* _Compito da svolgere_
Riprendi il brano sulla pasta cacio e pepe e proseguilo a partire dall'ultima frase riportata.

Ci sono alcune preparazioni che dividono il popolo come Mosè fece con i flutti del Mar Rosso: mi ricordo una paurosa tenzone che aveva ad oggetto la ricetta del pesto alla genovese pubblicata in un certo libro di Allan Bay. S'azzuffavano gagliardamente a miriadi per l'ultima virgola di aderenza alla verità filologica. Il noto gastronomo per la verità l'aveva fatta grossa: in quel libro raccoglieva centinaia di ricette tradizionali e tradizionalissime, con il piglio enciclopedico della collezione definitiva, esponendosi alle reprimende dei Guardiani della Verissima Verità.
Altrove vidi legioni l'un contro l'altra armate per la versione ultimativa della pasta cacio e pepe: lo chef della più famosa trattoria romana, i cui tonnarelli fatti a quella moda pare facciano resuscitare anche i re Etruschi, si era macchiato di un crimine efferato. Aveva aggiunto olio agli ingredienti base.
Qui ne faccio di cotte e di crude: per cui dichiaro senza tema di smentita che questa NON è la veridica ricetta della cacio e pepe. C'è il P.Reggiano, ci sono tre tipi di pepe, c'è l'amido addensante, e - ahimè - c'è l'olio. Per cui i sacerdoti della purezza si rilassino, anche per questa volta il Verbo è al riparo da ogni corruzione.
Per questo piatto ho a disposizione uno dei formati di pasta più sofisticati in assoluto: parlo dello spaghettone trafilato oro del pastifizio abruzzese Verrigni. Già la linea "normale" estrude pasta ai massimi livelli, seppur con esiti variabili a seconda dei formati: questa trafila si spinge ad usare l'oro, che pare abbia proprietà tali da rendere il gel particolarmente poroso.
In attesa di poter fare una degustazione comparata delle migliori referenze d'Italia, e quindi d'Europa, e quindi del mondo, di questa devi sapere che è veramente eccellente, e che porta ai limiti le caratteristiche organolettiche del prodotto Verrignese: grandissima masticabilità, polposità carnosa, adesività al sugo, sapore delicato ma nitido. Accompagnato da questa salsa semplicissima trova espressione di rara acchiappanza.

* _Dati forniti_

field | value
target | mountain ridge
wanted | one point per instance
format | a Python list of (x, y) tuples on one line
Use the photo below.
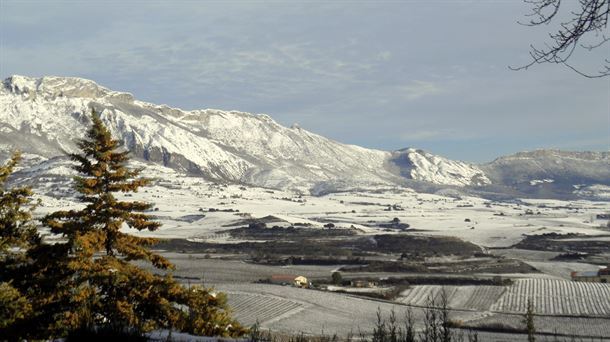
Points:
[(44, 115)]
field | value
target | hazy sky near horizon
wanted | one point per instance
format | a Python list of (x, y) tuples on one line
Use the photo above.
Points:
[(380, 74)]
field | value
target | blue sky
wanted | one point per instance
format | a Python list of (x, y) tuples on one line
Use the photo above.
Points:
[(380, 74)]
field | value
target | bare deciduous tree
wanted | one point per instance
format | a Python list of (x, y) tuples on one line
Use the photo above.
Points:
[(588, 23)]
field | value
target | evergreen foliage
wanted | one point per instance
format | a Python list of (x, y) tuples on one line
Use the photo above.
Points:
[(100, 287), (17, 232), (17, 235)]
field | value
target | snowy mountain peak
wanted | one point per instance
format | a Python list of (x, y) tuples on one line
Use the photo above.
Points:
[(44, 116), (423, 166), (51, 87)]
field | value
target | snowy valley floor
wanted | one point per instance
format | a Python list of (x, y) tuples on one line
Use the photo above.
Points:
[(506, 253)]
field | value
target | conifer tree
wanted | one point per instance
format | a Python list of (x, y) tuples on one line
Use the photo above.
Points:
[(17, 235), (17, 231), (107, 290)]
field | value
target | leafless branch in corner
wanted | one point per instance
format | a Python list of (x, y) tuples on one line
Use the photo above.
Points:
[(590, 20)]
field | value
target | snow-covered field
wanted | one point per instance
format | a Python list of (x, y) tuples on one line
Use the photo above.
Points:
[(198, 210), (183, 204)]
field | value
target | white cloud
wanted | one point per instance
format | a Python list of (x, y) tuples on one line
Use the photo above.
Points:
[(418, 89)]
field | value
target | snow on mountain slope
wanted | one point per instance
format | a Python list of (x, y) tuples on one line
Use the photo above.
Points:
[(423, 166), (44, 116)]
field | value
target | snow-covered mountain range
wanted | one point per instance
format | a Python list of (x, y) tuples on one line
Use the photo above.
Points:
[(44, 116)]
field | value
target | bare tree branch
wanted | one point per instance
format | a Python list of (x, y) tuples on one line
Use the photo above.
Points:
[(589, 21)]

==

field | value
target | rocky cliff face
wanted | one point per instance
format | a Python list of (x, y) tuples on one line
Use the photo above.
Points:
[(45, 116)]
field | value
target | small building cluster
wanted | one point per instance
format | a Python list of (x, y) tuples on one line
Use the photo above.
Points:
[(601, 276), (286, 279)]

* _Risposta dell'esercizio_
Nella casseruolina metti due cucchiaini rasi di maizena, già diluiti energicamente in poco latte. Aggiungi un cucchiaio d'olio e fai scaldare, mescolando. Quando inizia a rapprendersi, aggiungi latte e sale. Dovrà cuocere 10/15 minuti: poi potrai prelevare dal fuoco, addizionare con la copiosa dose di P.Reggiano grattuggiato e rimettere al fuoco.
La salsa non deve risultare troppo densa e dev'essere priva di grumi: se necessario quindi puoi spazzolare con il minipimer, ottenendo così una bella vellutata. Un mestolo d'acqua di cottura - che nel frattempo hai messo a scaldare - alleggerisce ulteriormente.
Cuoci gli spaghetti solo per metà: prelevali dall'acqua di cottura e immettili in una padella grande, assieme alla salsa. Li finirai a fiamma reboante, allungando come fai con il risotto. Due momenti delicati: il primo, che la pasta ha un momento ideale di cottura molto preciso, circa un minuto prima del dente perfetto. In questo modo infatti continuerà a cuocere e perverrà a durezza perfetta già composta nel piatto. Il secondo, che lo spaghettoro tira tantissima acqua, e se non vuoi che ti resti un monticchio di pasta collosa devi tenere molto all'onda.
Impagina aiutandoti con un forchettone e un mestolo grande: irrora con la salsa che rimane sul fondo della padella. Spolverizza con il misto dei tre pepi: rosa, verde e nero di Sarawak che avrai pestato al momento.
Manda in tavola con un bianco ruvido ed al contempo soave come il "Pico" di Angiolino Maulè, IGT Monte di Mezzo da uve Garganega macerate.